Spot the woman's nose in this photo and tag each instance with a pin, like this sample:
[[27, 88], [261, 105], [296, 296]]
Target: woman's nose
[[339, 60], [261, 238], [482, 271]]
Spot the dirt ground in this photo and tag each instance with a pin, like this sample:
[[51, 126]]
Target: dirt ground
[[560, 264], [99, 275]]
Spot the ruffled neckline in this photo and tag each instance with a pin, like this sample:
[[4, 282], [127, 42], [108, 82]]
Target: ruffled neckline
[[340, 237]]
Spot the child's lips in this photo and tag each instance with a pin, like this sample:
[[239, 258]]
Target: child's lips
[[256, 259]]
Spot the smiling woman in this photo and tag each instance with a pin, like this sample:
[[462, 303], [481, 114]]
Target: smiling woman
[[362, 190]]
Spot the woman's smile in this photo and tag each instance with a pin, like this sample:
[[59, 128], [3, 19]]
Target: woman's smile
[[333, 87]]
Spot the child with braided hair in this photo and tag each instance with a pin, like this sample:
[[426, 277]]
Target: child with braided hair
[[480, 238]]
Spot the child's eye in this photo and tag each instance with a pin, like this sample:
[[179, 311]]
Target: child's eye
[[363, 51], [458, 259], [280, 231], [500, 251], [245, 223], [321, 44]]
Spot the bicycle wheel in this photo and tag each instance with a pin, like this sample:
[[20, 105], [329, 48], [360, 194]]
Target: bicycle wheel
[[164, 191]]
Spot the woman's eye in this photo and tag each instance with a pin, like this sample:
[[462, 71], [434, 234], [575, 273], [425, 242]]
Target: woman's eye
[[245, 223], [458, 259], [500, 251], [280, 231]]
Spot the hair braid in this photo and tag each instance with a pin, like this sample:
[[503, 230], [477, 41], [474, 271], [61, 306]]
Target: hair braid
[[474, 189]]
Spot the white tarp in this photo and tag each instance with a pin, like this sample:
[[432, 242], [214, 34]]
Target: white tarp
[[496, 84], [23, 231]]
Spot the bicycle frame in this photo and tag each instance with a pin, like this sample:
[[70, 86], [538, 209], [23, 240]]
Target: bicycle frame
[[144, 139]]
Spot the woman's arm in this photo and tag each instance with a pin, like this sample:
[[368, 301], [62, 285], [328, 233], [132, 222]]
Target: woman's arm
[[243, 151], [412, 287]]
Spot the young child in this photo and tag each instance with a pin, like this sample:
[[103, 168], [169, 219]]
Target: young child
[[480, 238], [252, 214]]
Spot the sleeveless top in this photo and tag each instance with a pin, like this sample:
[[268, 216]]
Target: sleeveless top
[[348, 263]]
☆ ☆ ☆ ☆ ☆ ☆ ☆
Directive: Can you render the stretch from the line containing "Spot the woman's arm" through the line containing "[[480, 238], [252, 214]]" as a numbered list, leaving out any blank lines?

Exercise output:
1. Spot the woman's arm in this photo and tag each instance with a pin, like this sample:
2. [[368, 301], [62, 285], [328, 233], [132, 222]]
3. Target: woman's arm
4. [[243, 151], [412, 287]]
5. Spot the young child in this photo and tag each instance with a pin, like this sample:
6. [[103, 168], [169, 219]]
7. Target: young child
8. [[480, 238], [252, 214]]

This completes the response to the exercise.